Records contained in a dataset:
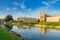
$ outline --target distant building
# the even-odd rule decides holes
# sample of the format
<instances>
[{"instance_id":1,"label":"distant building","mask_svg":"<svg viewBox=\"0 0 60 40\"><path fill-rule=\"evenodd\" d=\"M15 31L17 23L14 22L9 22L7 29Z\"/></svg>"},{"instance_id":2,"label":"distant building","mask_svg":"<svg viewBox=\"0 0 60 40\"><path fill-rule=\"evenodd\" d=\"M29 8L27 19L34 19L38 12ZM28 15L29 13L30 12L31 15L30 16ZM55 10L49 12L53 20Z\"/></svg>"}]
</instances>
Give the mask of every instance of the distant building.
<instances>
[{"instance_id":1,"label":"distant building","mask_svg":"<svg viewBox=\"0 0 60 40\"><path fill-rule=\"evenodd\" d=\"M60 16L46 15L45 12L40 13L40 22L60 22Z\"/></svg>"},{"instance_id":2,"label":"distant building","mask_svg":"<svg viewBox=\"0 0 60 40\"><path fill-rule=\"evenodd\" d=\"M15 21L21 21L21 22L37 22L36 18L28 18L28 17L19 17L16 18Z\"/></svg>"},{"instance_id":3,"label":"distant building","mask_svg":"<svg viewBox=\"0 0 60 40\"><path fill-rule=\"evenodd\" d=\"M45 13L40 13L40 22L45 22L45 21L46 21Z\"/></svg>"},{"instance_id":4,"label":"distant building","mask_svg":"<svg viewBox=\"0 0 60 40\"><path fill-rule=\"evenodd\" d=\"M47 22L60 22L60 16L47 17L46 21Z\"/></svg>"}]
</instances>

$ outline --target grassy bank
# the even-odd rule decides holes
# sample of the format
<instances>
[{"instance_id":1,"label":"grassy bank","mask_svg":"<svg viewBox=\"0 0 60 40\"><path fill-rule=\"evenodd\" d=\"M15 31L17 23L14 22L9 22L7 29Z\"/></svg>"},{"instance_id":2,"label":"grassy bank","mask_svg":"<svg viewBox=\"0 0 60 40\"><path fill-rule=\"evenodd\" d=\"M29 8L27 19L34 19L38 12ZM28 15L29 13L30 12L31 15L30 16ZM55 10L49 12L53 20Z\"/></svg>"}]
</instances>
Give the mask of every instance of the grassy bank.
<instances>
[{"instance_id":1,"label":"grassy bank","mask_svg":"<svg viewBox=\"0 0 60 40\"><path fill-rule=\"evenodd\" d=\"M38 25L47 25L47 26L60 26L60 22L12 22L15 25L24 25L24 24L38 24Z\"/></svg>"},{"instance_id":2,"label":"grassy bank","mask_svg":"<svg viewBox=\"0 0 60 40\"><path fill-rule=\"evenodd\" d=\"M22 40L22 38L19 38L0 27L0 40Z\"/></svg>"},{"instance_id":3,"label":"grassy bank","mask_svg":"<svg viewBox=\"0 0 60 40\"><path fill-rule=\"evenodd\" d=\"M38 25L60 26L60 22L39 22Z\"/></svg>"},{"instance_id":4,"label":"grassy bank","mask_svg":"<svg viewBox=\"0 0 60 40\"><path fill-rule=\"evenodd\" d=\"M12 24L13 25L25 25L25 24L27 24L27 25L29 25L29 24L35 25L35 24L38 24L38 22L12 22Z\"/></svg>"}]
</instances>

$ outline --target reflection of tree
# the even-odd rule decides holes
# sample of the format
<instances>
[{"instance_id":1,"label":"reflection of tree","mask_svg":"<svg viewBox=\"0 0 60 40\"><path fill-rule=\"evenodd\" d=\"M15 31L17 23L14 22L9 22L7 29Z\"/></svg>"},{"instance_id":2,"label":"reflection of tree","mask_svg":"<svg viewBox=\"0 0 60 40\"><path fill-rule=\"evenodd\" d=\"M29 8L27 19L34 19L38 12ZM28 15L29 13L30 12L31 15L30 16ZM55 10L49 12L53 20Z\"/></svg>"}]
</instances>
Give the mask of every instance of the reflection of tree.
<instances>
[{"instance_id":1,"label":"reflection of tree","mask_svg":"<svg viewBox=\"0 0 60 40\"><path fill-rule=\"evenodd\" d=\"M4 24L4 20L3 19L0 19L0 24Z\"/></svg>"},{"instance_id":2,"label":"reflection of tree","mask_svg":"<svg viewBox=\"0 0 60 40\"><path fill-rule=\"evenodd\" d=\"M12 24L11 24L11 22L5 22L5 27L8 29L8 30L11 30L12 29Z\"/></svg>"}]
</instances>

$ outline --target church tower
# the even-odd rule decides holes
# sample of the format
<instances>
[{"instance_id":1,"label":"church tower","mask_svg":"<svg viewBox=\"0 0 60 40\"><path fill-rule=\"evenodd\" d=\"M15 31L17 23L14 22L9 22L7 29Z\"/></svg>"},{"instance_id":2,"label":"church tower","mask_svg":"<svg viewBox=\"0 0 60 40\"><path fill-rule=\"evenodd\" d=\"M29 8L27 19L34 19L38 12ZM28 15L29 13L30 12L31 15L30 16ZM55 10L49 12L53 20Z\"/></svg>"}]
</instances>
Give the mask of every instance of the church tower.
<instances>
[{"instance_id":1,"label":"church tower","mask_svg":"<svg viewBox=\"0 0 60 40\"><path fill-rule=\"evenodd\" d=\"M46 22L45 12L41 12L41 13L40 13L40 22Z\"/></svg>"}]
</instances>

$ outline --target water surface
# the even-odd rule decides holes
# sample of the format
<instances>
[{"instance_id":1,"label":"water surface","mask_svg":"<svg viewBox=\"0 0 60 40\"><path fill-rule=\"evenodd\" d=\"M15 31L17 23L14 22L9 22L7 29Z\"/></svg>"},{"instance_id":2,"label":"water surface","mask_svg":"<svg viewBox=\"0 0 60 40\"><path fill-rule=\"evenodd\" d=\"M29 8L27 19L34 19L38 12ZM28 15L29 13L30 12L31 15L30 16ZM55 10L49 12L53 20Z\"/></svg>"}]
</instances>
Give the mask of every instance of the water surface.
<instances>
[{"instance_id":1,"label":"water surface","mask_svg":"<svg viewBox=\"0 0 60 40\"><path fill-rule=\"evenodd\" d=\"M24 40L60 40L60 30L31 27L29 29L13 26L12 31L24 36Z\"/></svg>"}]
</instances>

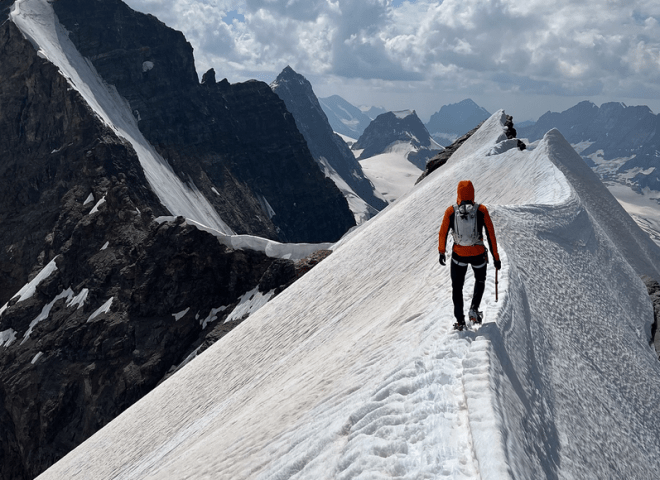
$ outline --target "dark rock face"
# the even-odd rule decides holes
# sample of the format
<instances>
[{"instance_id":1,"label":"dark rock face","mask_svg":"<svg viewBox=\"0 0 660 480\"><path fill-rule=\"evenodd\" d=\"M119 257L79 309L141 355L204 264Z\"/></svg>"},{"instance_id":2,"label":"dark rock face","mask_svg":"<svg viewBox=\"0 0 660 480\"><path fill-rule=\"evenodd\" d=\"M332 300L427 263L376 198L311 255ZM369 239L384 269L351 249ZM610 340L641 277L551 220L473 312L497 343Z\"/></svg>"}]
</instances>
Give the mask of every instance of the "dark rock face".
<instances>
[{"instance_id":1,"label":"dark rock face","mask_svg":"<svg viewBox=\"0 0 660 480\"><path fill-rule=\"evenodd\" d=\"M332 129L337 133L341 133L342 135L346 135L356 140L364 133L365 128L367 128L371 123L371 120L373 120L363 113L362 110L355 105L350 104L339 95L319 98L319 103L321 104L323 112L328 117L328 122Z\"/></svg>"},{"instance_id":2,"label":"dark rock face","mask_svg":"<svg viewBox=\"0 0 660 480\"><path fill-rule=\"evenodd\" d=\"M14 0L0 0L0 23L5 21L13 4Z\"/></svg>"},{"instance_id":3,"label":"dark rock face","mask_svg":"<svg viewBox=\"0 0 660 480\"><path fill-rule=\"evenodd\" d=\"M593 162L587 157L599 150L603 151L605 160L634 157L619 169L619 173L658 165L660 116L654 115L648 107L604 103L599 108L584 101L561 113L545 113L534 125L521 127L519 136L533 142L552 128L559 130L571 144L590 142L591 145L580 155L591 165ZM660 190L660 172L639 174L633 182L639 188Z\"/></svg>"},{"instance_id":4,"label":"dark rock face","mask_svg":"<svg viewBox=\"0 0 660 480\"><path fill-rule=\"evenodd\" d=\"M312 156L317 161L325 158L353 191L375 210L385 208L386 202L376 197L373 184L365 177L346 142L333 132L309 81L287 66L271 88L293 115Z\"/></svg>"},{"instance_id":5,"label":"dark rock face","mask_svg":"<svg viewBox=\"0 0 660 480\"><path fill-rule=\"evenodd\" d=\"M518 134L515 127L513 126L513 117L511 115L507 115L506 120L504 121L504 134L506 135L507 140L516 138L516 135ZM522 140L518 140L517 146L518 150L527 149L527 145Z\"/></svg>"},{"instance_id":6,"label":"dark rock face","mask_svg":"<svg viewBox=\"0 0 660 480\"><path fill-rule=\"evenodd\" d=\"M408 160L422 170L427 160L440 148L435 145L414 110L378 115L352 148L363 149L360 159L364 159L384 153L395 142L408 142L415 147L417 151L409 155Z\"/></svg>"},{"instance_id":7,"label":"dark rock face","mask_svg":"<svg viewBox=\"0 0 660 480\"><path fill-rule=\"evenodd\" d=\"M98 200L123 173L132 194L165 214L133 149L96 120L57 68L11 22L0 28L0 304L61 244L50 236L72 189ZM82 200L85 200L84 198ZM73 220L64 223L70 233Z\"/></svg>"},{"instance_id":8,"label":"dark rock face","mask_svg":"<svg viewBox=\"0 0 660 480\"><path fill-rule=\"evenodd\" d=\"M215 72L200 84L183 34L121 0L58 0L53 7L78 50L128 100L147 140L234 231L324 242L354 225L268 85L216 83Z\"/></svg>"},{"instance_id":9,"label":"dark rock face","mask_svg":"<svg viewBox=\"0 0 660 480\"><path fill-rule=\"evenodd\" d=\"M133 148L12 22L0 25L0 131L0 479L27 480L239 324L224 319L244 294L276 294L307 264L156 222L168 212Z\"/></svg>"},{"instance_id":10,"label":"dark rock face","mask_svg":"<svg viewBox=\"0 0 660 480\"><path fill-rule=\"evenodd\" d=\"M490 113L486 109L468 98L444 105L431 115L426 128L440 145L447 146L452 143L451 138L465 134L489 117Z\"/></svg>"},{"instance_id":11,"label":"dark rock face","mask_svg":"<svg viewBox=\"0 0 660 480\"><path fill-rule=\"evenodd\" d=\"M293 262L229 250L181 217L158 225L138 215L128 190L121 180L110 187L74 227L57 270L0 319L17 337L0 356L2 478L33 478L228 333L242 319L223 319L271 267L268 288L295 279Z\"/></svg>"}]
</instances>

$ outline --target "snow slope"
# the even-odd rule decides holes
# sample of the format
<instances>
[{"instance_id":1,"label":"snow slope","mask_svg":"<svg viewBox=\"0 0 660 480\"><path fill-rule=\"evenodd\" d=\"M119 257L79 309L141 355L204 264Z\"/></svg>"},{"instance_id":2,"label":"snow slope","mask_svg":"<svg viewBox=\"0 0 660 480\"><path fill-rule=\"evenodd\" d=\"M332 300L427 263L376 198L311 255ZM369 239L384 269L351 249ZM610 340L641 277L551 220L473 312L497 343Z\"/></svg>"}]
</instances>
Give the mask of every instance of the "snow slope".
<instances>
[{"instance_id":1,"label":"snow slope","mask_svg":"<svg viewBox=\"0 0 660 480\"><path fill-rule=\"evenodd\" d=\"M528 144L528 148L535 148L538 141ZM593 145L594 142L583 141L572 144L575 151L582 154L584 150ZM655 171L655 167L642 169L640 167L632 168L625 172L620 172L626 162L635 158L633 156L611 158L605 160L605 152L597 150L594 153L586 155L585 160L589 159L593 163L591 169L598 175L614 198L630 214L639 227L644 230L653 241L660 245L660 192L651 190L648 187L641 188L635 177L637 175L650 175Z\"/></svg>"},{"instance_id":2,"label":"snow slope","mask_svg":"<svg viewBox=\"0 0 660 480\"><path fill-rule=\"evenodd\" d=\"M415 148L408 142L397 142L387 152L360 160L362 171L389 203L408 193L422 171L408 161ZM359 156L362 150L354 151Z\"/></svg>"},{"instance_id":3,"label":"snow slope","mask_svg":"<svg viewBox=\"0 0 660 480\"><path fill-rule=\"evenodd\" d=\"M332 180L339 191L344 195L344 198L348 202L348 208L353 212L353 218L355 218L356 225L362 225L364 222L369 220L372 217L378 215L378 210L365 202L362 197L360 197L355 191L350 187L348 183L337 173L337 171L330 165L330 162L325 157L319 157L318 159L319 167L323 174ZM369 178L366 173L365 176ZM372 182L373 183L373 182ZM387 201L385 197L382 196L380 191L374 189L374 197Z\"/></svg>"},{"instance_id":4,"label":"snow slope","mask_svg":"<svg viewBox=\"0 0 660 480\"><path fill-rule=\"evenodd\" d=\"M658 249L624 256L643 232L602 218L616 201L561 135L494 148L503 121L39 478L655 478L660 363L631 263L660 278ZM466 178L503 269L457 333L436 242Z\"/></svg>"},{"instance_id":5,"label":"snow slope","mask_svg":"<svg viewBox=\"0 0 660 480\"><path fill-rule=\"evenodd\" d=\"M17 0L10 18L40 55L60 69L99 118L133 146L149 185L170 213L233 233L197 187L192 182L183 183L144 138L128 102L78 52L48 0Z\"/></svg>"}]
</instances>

Action item: Go over the data above and copy every line that has the word "target" in it.

Task response:
$ outline --target distant building
$ outline --target grassy bank
$ outline --target reflection of tree
$ outline --target church tower
$ outline --target water surface
$ outline --target "dark rock face"
$ outline --target "snow slope"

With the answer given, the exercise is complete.